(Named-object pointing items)
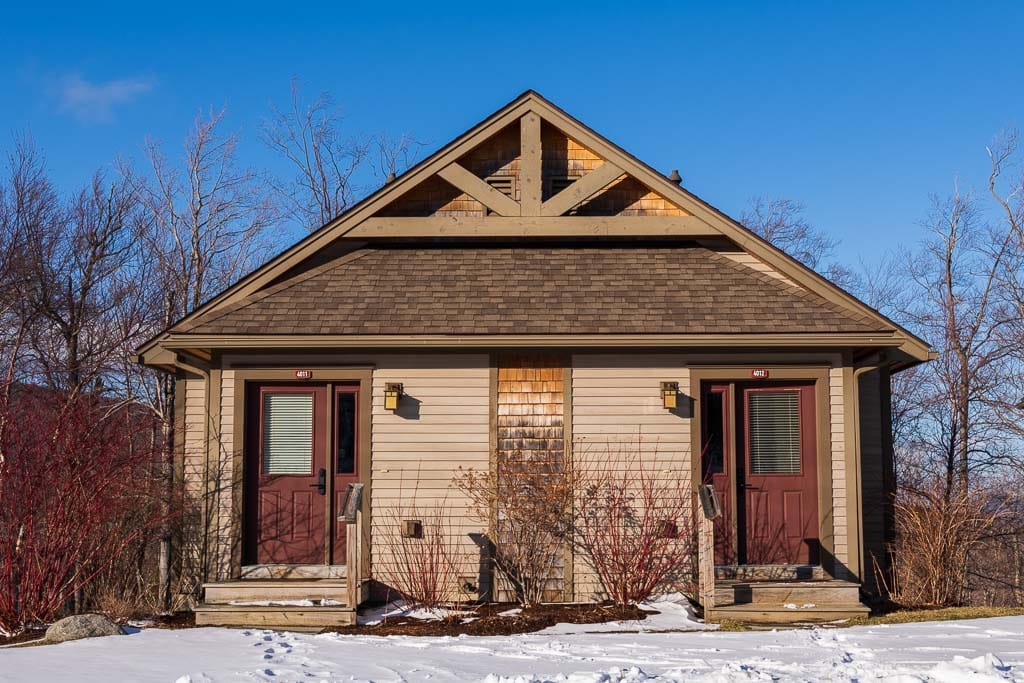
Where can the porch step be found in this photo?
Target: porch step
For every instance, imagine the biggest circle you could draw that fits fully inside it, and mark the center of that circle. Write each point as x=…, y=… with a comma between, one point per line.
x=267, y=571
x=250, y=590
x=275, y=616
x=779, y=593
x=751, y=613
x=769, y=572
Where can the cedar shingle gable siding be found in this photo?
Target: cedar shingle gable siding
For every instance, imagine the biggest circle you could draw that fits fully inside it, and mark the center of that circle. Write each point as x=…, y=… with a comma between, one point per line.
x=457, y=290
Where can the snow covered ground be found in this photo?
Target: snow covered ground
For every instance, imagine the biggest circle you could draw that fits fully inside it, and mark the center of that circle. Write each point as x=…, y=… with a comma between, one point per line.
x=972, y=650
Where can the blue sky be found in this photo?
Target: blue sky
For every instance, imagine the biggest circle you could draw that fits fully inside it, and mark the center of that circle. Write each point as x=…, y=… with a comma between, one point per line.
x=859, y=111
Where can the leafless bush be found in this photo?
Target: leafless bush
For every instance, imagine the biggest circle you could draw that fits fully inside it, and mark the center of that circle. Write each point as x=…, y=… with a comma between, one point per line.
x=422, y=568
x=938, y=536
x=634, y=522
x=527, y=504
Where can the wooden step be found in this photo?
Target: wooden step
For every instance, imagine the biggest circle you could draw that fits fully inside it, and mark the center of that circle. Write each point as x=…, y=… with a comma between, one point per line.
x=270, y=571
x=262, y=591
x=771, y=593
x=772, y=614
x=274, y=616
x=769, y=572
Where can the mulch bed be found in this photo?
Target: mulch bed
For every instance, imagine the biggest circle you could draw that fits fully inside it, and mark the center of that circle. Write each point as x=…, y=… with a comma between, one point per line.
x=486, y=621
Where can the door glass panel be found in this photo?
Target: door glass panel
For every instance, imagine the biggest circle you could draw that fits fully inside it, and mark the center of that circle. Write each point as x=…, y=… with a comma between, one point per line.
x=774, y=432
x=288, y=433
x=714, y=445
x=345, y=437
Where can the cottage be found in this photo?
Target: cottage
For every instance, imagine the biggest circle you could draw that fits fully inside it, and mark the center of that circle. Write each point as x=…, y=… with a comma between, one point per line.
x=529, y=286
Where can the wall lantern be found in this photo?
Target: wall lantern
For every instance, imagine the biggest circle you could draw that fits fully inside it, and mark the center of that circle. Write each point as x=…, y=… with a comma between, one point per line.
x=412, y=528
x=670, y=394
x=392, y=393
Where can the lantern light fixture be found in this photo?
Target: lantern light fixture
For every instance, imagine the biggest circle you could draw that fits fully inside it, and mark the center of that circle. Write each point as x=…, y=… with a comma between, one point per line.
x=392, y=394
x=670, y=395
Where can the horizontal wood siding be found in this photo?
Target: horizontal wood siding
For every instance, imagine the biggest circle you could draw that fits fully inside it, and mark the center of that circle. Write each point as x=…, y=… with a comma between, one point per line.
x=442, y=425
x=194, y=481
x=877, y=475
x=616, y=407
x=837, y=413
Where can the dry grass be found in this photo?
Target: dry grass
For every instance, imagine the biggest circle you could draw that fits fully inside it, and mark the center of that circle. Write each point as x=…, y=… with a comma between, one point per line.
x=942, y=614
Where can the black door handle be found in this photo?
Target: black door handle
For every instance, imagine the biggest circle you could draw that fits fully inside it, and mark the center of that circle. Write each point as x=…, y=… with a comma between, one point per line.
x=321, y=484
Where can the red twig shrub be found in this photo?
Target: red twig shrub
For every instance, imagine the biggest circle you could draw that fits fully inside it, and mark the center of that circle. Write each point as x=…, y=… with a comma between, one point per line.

Exercise: Reproduce every one of the items above, changing "biggest circle" to "largest circle" wherever it occurs and keeping everything else identical. Omit the pictures from your version.

Final result:
Where can the porch step be found in this photo?
Target: porch step
For every instance, imagine the largest circle you could draw that fits fully inside it, and mark the center of that circle. Write each point as x=…, y=… with a comma between, one point per line.
x=267, y=571
x=250, y=590
x=275, y=616
x=779, y=593
x=751, y=613
x=769, y=572
Where can the cedar shingle gable siding be found in this photo?
Target: cedar shingle gable siding
For every instance, imagine the largest circle you could draw that fits fully inside it, and mark the center of that circle. Write each point as x=…, y=… with a comma between, one point per line.
x=457, y=290
Where can the snow covered ground be found in this photo?
Target: snow covered ground
For every instance, imagine the largest circle you could draw that fits fully inside it, and mark the center of that circle. Write each point as x=…, y=… with a comma between, one point per line.
x=972, y=650
Where can the blue sky be found in this photo?
Target: blue sky
For every instance, imagine the largest circle you could draw that fits fully inside it, and mark the center of that circle. Write each point as x=…, y=… with a comma between, one point per line.
x=859, y=111
Where can the leafless bush be found in this photo?
Target: leafless bush
For every instance, imagine the largest circle you could draw that fits fully inside it, and mark the center of that circle. Write each point as x=…, y=… with a comma between, one point per line.
x=422, y=568
x=938, y=536
x=634, y=522
x=527, y=504
Where can the wooden step be found in this photo?
Target: wooden step
For every instance, imagine the largest circle you could draw that fits fully inside it, and mark the center of that circle. Write each point as x=…, y=… with a comma between, one point per line.
x=270, y=571
x=262, y=591
x=771, y=593
x=772, y=614
x=274, y=616
x=769, y=572
Where can the mulch bed be found in this photo?
Target: mulch bed
For every instance, imagine the largest circle you could draw that fits fully inside it, and mark the center of that circle. Write each point as x=…, y=… with a comma between, one point per line.
x=486, y=621
Where can the door glass panel be found in this photo?
Target: door glass panel
For every instance, imagine the largest circle you could draw that fits fully inside it, and mark the center of that circle. Write each point as x=…, y=… with a comma between, one point per line.
x=774, y=432
x=288, y=433
x=714, y=445
x=345, y=437
Where can the cottage be found in this photo?
Target: cottage
For every instance, imagine the largest circle you could draw that fits fully inside it, and mark the center of that circle. Write each point as x=…, y=… with a comma between, one point per line.
x=529, y=286
Where can the wall lantern be found in this photo?
Target: wall lantern
For every instance, imagine the largest circle you could draw that fits fully inside it, and mark the center of that circle. Write each point as x=…, y=… with a comma between, one point per line.
x=412, y=528
x=670, y=394
x=392, y=393
Where can the lantern light fixture be found in this photo?
Target: lantern light fixture
For every instance, imagine the largest circle you could draw that fits fully inside it, and mark the center of that circle. Write each point as x=…, y=… with a comma between, one point per line.
x=392, y=394
x=670, y=395
Where can the horizontal wood siding be found in this photo?
Target: horizontal wood siding
For every instance, imagine the largest circle you could draw that fits fully inside it, and mark the center of that circle. Write each point as x=…, y=… with a comma between, one point per line.
x=442, y=425
x=194, y=481
x=877, y=475
x=616, y=407
x=837, y=413
Where can the dry grass be found in this photo?
Target: dry grass
For every instance, imagine the largest circle you could draw that fits fully inside it, and mark the center of that circle. Write each point as x=…, y=… with a comma between, one point per line.
x=942, y=614
Where can the black door handle be found in this photo?
Target: black door handle
For every instance, imagine the largest circle you could draw that fits fully inside it, and mark the center of that circle. Write each point as x=…, y=… with a comma between, one point per line.
x=321, y=484
Where can the red twig shrub be found in this photo?
Target: red twig shrub
For every instance, imagine the largest circle you could draw that fits fully inside it, and mark the center of that circle. Write each point as x=…, y=… with a comma between, one point per line.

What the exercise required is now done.